[Rows from a box-labeling dataset]
════════

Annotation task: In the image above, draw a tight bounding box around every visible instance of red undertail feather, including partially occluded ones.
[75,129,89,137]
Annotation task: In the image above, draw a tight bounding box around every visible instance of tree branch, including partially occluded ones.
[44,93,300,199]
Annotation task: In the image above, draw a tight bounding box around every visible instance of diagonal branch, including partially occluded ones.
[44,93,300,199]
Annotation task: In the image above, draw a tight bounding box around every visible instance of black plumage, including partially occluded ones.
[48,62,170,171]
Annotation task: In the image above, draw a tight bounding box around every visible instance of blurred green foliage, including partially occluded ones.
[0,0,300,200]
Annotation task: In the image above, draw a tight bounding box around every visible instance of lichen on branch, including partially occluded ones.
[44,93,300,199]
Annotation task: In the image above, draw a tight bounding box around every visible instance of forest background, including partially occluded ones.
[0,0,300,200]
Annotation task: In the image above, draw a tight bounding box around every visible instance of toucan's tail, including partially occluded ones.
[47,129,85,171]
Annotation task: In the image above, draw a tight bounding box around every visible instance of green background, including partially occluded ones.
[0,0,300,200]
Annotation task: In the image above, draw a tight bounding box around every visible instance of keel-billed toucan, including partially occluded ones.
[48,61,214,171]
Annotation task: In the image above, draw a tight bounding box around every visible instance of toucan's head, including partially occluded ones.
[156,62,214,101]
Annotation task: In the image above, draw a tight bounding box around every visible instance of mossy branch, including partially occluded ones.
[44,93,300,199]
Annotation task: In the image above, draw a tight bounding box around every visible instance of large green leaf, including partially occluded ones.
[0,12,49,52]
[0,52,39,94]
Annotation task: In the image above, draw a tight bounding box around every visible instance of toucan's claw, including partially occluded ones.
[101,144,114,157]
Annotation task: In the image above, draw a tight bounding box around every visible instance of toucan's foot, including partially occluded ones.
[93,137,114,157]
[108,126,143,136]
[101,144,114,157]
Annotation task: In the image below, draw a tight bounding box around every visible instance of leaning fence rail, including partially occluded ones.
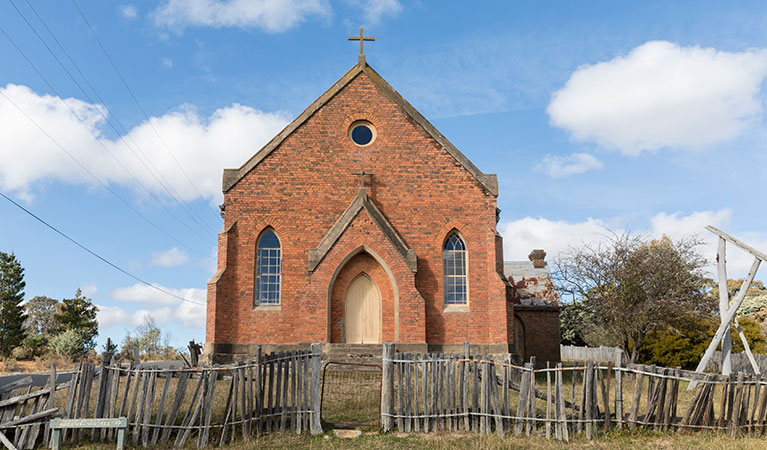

════════

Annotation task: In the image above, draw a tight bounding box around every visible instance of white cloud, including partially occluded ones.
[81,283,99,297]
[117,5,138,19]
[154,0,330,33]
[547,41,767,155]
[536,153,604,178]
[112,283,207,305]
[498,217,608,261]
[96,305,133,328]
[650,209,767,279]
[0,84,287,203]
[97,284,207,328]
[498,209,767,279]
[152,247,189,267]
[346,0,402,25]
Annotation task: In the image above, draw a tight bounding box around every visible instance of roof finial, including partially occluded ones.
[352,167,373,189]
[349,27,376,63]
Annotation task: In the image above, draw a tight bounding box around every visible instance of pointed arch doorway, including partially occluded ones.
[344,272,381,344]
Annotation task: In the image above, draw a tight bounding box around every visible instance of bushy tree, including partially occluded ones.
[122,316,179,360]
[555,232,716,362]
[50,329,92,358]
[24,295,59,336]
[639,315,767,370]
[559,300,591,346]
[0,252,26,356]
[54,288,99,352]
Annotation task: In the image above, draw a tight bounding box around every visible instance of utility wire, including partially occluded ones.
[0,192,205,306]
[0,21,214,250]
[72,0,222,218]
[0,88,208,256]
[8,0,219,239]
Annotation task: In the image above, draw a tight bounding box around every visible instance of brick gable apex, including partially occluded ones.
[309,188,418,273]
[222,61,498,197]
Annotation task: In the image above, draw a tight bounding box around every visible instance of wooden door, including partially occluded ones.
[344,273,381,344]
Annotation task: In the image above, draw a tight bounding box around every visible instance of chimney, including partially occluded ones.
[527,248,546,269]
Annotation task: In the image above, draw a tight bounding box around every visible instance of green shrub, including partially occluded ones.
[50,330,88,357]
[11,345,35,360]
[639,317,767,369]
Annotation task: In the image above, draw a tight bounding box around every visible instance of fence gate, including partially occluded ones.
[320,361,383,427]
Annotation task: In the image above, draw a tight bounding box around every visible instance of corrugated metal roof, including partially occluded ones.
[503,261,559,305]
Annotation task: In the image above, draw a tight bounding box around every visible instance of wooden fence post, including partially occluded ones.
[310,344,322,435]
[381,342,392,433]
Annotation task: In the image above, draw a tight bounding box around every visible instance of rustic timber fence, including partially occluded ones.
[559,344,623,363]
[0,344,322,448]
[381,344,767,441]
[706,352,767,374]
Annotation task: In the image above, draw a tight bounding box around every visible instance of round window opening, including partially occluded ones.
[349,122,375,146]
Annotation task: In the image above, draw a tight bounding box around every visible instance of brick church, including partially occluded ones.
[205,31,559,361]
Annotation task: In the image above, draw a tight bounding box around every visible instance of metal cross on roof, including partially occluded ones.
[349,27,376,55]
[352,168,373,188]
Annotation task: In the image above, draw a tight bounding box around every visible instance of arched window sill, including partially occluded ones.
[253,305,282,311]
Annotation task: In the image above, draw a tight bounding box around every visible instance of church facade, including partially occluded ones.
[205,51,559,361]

════════

• [Task directions] Reproduce word for word everything in the items above from the line containing "forest background, including partially occluded ones." down to the line containing "Annotation task: In the image below, draw", with both of those lines included.

• [Solution below]
Annotation task: In the image above, draw a tight bounding box around every visible instance of forest background, including partially occluded ones.
[0,0,300,200]
Annotation task: In the image above, draw a tight bounding box around every visible instance of toucan's tail, including partially occluded ones.
[47,129,85,171]
Annotation task: In the image above, draw a tight bounding box around every visible instance of green background, including partially occluded ones.
[0,0,300,200]
Annotation task: In the image above, draw a tight bounding box around every visible instance of keel-billed toucan, including partially occluded ones.
[48,61,214,171]
Annotation task: In the image above, draw a tight bounding box around every visible instance of toucan's head, including partially occluded ones.
[156,62,214,101]
Annotation task: In the image above, draw a tight bounding box around every visible instance of mossy branch, including partially occluded ones.
[44,93,300,199]
Annotation task: In the image above, draw a tight bounding box around every visible instance of large green leaf, including partially occluded ones.
[0,12,49,52]
[0,52,39,94]
Annotation task: In the image above, draw a tight bounding box around every visible instance of toucan's claw, including partially occluded ones.
[101,144,114,157]
Annotation task: In the image above, draw a tight bounding box around every visible instance of toucan's foot, including partially occluded ones.
[93,137,114,157]
[108,126,143,136]
[101,144,114,157]
Annotation task: In the image below, draw a tight bounding box around every visible instance of leaning fence rail, including partially occluded ones.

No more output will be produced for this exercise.